-- TASK OBJECTIVE --
Switch "single dot" to "single point" throughout all of the rows below, and leave every other word and number unchanged.

-- Rows from a pointing dataset --
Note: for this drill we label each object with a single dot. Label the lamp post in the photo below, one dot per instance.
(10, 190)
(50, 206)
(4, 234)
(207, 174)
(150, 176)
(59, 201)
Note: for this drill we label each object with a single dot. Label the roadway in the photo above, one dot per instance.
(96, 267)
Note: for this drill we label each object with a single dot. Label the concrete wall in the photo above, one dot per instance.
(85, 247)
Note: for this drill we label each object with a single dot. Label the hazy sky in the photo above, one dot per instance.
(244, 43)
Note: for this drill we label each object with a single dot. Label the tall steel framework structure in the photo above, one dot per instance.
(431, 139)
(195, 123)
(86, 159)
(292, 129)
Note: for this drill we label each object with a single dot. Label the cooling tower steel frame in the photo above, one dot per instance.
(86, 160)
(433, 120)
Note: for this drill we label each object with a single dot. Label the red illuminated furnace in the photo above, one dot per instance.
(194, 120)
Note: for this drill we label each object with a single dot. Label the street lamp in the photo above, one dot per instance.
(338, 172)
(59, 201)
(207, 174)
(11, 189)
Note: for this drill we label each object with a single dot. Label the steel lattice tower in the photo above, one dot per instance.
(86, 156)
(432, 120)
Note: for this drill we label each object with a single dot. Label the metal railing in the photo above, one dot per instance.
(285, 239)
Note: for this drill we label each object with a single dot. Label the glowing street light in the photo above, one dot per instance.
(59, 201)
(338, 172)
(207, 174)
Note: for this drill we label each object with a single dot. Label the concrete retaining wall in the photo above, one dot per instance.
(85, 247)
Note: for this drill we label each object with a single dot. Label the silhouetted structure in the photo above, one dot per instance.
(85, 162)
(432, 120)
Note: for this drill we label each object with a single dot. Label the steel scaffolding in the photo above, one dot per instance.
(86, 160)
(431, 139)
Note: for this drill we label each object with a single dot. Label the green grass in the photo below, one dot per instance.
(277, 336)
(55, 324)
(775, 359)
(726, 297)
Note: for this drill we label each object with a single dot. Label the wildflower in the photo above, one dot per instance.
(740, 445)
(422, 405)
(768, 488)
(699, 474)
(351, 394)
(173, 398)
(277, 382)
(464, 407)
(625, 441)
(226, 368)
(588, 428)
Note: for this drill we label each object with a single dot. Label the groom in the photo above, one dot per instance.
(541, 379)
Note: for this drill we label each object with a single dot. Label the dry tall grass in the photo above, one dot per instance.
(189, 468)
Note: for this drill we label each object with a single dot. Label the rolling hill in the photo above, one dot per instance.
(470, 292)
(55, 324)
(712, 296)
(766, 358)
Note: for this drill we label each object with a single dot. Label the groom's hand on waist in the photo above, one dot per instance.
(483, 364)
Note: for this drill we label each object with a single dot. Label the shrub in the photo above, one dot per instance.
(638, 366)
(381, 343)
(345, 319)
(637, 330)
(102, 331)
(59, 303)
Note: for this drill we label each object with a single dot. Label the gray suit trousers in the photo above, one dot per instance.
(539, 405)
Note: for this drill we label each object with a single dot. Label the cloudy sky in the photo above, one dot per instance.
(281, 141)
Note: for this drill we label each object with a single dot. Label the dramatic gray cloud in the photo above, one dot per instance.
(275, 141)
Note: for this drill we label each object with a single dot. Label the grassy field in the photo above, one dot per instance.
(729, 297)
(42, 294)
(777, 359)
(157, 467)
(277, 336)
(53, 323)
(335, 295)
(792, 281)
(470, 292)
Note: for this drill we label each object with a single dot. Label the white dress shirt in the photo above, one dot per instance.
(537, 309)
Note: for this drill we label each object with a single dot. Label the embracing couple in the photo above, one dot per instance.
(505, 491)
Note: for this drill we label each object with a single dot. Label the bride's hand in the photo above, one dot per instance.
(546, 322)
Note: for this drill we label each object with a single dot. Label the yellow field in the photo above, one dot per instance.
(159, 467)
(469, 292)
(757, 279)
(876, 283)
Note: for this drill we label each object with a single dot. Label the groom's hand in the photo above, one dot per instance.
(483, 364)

-- REPLY TO THE EXERCISE --
Note: for this drill we label each object with a single point. Label the lamp post in the photo below, one dot per instance.
(10, 190)
(50, 206)
(4, 234)
(207, 174)
(150, 176)
(59, 201)
Note: for this drill we label each object with a single point. Label the roadway in the photo above, one dot per instance.
(96, 267)
Note: for this drill we label each object with a single point. Label the concrete wall in the photo above, one dot per instance.
(85, 247)
Note: for this drill we label each object with a single point. Label the hazy sky in the photo above, one dot per instance.
(244, 43)
Note: for this drill we label each object with a single point. Label the tall steel framework structure in the photo above, one dot per instance.
(431, 139)
(195, 123)
(86, 159)
(292, 129)
Note: for this drill we label each object with a single point. Label the cooling tower steel frame in the photo above, one dot per instance.
(86, 160)
(433, 120)
Note: for this drill we label each object with a single point. Label the red illuminated furnace in the photo above, one dot per instance.
(194, 120)
Note: for this drill we label each object with a single point. Label the street lamp in the photo above, one dot per instance.
(338, 172)
(59, 201)
(207, 174)
(11, 189)
Note: for this drill we label each object with a single point. Label the steel lattice tower in the photo above, one dot per instance.
(86, 156)
(432, 120)
Note: for this drill we label each object with a single point. Label the metal railing in the photo above, one dot per instance.
(285, 239)
Note: for this drill we label each object with a single point. Label the glowing street light in the photo above, one dot per instance.
(59, 201)
(338, 172)
(207, 174)
Note: for this drill we label each object with a single point. Label the concrete retaining wall in the photo above, one dot per instance.
(85, 247)
Note: for this drill we label each object with a single point. Label the silhouetted structure in the photo above, one dot per instance.
(85, 162)
(432, 120)
Note: for this drill we label each object with a single point. Label the steel scaffolding in the photo above, one dot per instance.
(86, 160)
(431, 139)
Note: for this drill we label each object with a single point. Label the green grass in the photo below, one dot per instance.
(277, 336)
(55, 324)
(775, 359)
(726, 297)
Note: for this drill we label each object with a single point. Label the wildflower in the photo above, one dot per instance.
(740, 445)
(422, 405)
(768, 488)
(699, 474)
(351, 394)
(173, 398)
(277, 382)
(464, 407)
(625, 441)
(226, 368)
(588, 428)
Note: for this drill we label each object with a single point. Label the groom in the photo above, one dot per instance.
(541, 379)
Note: for this drill we label each object with a single point. Label the dry tall grass in the photo above, one dot per instance.
(189, 468)
Note: for this drill we label each object with a single point. Label the rolling hill in the photo above, one dot per instance.
(470, 292)
(55, 324)
(712, 296)
(766, 358)
Note: for this drill we label each object with a single point. Label the groom's hand on waist in the photo above, one dot per instance.
(483, 364)
Note: for this drill we label each object with a single point. Label the shrub in the photo above, one dot per instance.
(638, 366)
(381, 343)
(345, 319)
(637, 330)
(102, 331)
(59, 303)
Note: for this drill we label each object with a single point. Label the gray suit trousers in the photo above, one dot per instance.
(539, 405)
Note: for this drill we label each object with a single point. Label the cloudy sky in the photo above, one dot per instance.
(281, 141)
Note: for this drill we label each object with a single point. Label the dramatic gray cloud in the photo above, one dot per instance.
(275, 141)
Note: for this drill we label each object with a single point. Label the grassy field in the photo above, one dot per instance.
(729, 297)
(42, 294)
(777, 359)
(157, 467)
(277, 336)
(53, 323)
(335, 295)
(792, 281)
(470, 292)
Note: for this drill we label each object with a single point. Label the white dress shirt in the photo above, one dot per instance.
(537, 309)
Note: for this drill we label each object with a single point. Label the embracing couple in the photo above, one dot per instance.
(505, 491)
Note: for this drill we label each object with a single point. Label the bride's hand in the photo above, one dot per instance.
(546, 322)
Note: for this drill we label each object with a single point. Label the yellow field in the photo above, one dot per instance.
(159, 467)
(469, 292)
(757, 279)
(876, 283)
Note: for this drill we label each object with a single point. Label the groom's hand in the photo above, one dot per instance.
(483, 364)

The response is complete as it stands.